== Article
The easiest way to explain this idea is to contrast it, for example, with advertising. Last night I heard that Wesson Oil doesn’t soak through food. Well, that’s true. It’s not dishonest; but the thing I’m talking about is not just a matter of not being dishonest, it’s a matter of scientific integrity, which is another level. The fact that should be added to that advertising statement is that no oils soak through food, if operated at a certain temperature. If operated at another temperature, they all will—including Wesson Oil. So it’s the implication which has been conveyed, not the fact, which is true, and the difference is what we have to deal with.
Dr. Koonin’s detractors have been creating the impression that Wesson Oil is the only oil that doesn’t soak through, and in a manner accessible to laymen his book explains why this impression is false.
He has written short responses to some of the more-prominent attacks. But it really takes the whole book to provide proper context to the facts (and misrepresentations) that politicians, the press, and celebrity scientists bombard us with. So Sen. Braun would be well advised to read Dr. Koonin’s entire book—and re-read it—if he wants to base his view on more than just The Science.
The senator’s staff may rely on Dr. Koonin’s many detractors for the proposition that the book has been debunked. If so, the senator should critically analyze those detractors’ arguments and ask himself why they would resort to the tactics exemplified below if their case were good.
Many attacks, for example, will be like a Union of Concerned Scientists piece by a Lawrence Livermore National Laboratory (“LLNL”) scientist named Benjamin Santer. Protesting an LLNL seminar based on Dr. Koonin’s book, Dr. Santer argued, “Professor Koonin is not a climate scientist. I am.” Unfortunately, much of the public finds that type of argument compelling.
It really shouldn’t. Suppose you’re a Fields Medalist whose concrete contractor has said a six-inch thick pavement for your twelve-yard-by-four-yard driveway will require twenty cubic yards of concrete. Now, you may know nothing about concrete, but you do know that six inches is one-sixth of a yard. So the mere fact that the contractor pours concrete for a living and you don’t is unlikely to make you abandon your view that the job shouldn’t take a whole lot more than (1/6 × 12 × 4 =) eight cubic yards.
And you shouldn’t abandon it; there’s no reason to believe the contractor is any better at the math he uses than you are. Similarly, the mere fact that Dr. Santer spends his days purporting to find a “human signature” in the climate is no reason for believing he’s any better at the underlying math and physics than someone who wrote Computational Physics, taught physics at Caltech for thirty years, and spent a decade advancing carbon-dioxide-reduction efforts (before he dug more deeply into just how weak the case for a climate crisis actually is). The “I’m a climate scientist” argument is particularly suspect when the disputant uses it to prevent the public from hearing the other side.
====
== Extracted records
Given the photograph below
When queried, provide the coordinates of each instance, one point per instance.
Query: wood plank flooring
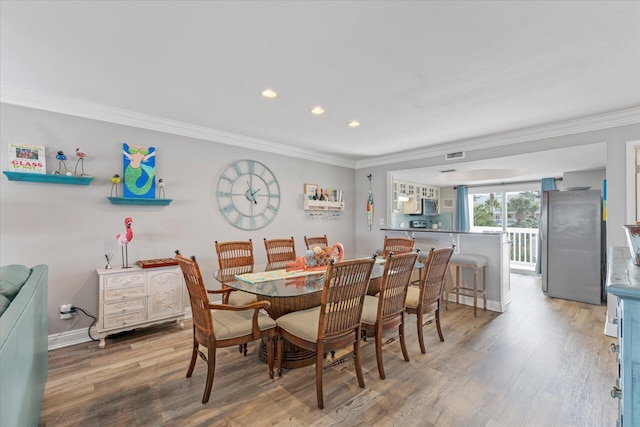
(544, 362)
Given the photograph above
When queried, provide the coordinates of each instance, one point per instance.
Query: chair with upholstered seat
(335, 324)
(222, 325)
(387, 310)
(425, 299)
(397, 245)
(279, 250)
(312, 242)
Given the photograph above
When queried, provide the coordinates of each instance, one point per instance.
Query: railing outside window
(524, 244)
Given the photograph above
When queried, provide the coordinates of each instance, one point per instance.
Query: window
(513, 210)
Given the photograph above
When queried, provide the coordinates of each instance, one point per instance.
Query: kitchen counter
(440, 230)
(493, 245)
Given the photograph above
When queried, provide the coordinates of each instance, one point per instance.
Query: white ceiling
(416, 74)
(516, 168)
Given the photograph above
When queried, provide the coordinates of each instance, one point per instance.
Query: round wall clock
(248, 195)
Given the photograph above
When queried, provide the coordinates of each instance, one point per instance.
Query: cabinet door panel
(165, 294)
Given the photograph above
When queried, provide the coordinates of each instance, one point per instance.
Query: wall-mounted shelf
(54, 179)
(323, 209)
(135, 201)
(322, 205)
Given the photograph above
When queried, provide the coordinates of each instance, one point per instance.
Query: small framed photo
(310, 190)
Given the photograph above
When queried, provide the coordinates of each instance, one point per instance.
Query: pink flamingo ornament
(124, 239)
(81, 156)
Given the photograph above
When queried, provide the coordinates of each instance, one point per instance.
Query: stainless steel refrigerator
(571, 232)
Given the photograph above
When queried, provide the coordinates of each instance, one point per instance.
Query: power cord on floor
(75, 307)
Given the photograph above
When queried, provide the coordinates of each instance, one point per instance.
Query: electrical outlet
(66, 311)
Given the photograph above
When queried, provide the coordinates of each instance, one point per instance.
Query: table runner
(266, 276)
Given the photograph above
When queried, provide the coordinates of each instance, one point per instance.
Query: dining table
(289, 291)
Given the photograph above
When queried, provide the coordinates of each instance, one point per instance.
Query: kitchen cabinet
(623, 281)
(416, 192)
(135, 297)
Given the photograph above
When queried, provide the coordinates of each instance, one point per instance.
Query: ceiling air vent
(453, 156)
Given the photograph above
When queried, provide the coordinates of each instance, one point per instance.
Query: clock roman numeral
(228, 208)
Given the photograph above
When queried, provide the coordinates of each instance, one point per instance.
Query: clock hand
(253, 194)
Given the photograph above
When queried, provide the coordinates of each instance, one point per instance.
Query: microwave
(430, 207)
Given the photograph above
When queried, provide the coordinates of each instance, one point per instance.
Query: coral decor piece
(124, 239)
(317, 258)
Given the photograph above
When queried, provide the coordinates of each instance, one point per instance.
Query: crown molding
(89, 110)
(629, 116)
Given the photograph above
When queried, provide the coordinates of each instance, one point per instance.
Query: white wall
(592, 178)
(71, 227)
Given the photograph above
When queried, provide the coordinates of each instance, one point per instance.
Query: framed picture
(310, 190)
(26, 158)
(447, 203)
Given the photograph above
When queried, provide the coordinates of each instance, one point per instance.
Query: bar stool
(474, 262)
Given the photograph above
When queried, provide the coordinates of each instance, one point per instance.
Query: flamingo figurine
(124, 239)
(61, 162)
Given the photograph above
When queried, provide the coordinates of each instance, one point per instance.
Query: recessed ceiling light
(268, 93)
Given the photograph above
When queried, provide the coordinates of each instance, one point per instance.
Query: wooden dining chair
(335, 324)
(397, 245)
(279, 250)
(222, 325)
(236, 255)
(321, 241)
(426, 298)
(386, 311)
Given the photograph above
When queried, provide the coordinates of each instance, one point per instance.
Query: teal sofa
(24, 328)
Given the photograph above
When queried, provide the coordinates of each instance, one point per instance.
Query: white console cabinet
(135, 297)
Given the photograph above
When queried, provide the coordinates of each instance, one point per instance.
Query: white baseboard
(79, 336)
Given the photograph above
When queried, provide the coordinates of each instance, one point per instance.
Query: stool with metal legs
(474, 262)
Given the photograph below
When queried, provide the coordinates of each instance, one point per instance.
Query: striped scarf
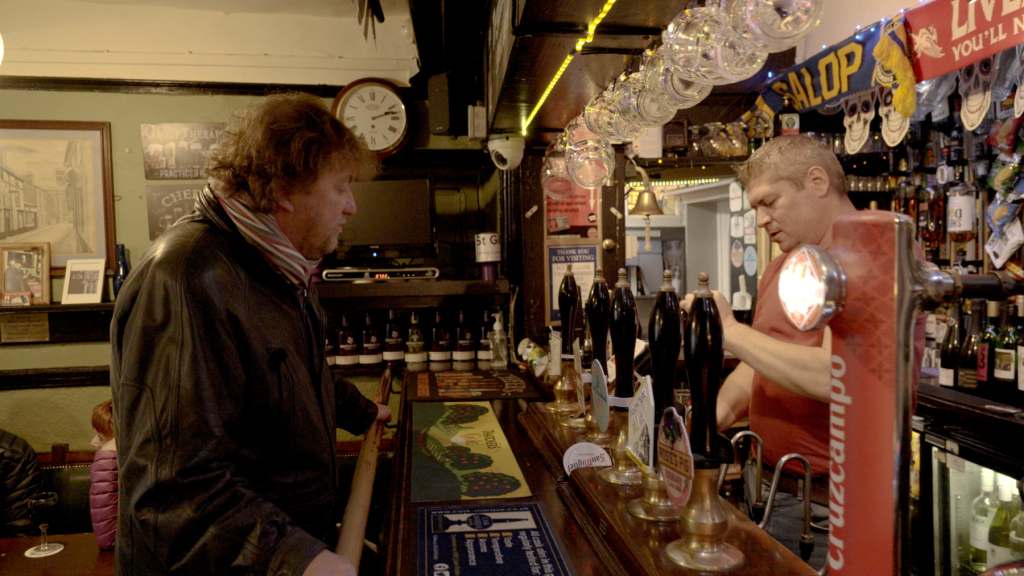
====
*Written tasks*:
• a. Decide whether each statement agrees with the passage on Dr. Koonin's book, answering yes or no and quoting the words of the passage that settle it: (i) Dr. Santer is a scientist at Lawrence Livermore National Laboratory. (ii) The passage calls the advertising claim about Wesson Oil dishonest. (iii) The driveway in the concrete example measures twelve yards by four yards.
• b. Rewrite the passage on Dr. Koonin's book from "Dr. Koonin’s detractors" to "just The Science.", putting "lawmakers" in place of "politicians".
• c. Carry the passage on Dr. Koonin's book forward, starting after its final sentence.

*Responses*:
• a.
(i) Yes: "a Lawrence Livermore National Laboratory (“LLNL”) scientist named Benjamin Santer"
(ii) No: "It’s not dishonest"
(iii) Yes: "your twelve-yard-by-four-yard driveway"

• b.
Dr. Koonin’s detractors have been creating the impression that Wesson Oil is the only oil that doesn’t soak through, and in a manner accessible to laymen his book explains why this impression is false.
He has written short responses to some of the more-prominent attacks. But it really takes the whole book to provide proper context to the facts (and misrepresentations) that lawmakers, the press, and celebrity scientists bombard us with. So Sen. Braun would be well advised to read Dr. Koonin’s entire book—and re-read it—if he wants to base his view on more than just The Science.

• c.
The book itself describes another type of attack. After the above-mentioned APS committee work, Dr. Koonin undertook further study that led him to write a 2014 Wall Street Journal piece in which he described how shaky climate science is. In the course of explaining how poorly its computer models perform he said, “Even though the human influence on climate was much smaller in the past, the models do not account for the fact that the rate of global sea-level rise 70 years ago was as large as what we observe today—about one foot per century.”
Typical of the type of deceptive article that can always be found to “debunk” those who would interject some nuance into the discussion, a piece by a University of Chicago professor named Raymond Pierrehumbert included the following:
He claims that the rate of sea level rise now is no greater than it was early in the 20th century, but this is a conclusion one could draw only through the most shameless cherry-picking. In reality, according to the data, the sea level trend was .8 millimeters of rise per year from 1870 to 1924, 1.9 millimeters per year from 1925 to 1992, and 3.2 millimeters per year from 1993 to 2014—i.e., the rate has actually quadrupled since preindustrial times.
That statement initially sounds persuasive and comes from someone who wrote a climate book. So we will consider it at some length to demonstrate how those at the center of the climate scare use deceptive tactics to create fear. And by observing the lack of context that characterizes so much of what we hear from that quarter we will see how important the context is that Dr. Koonin’s book provides.
Surveying the magnitude of human climate influences, the nature of our emissions, and the limitations of climate models, Unsettled describes what the actual data say about temperature, weather extremes, and precipitation. More to the point here, it dedicates twenty pages to sea level alone, laying out what we know and what its implications are.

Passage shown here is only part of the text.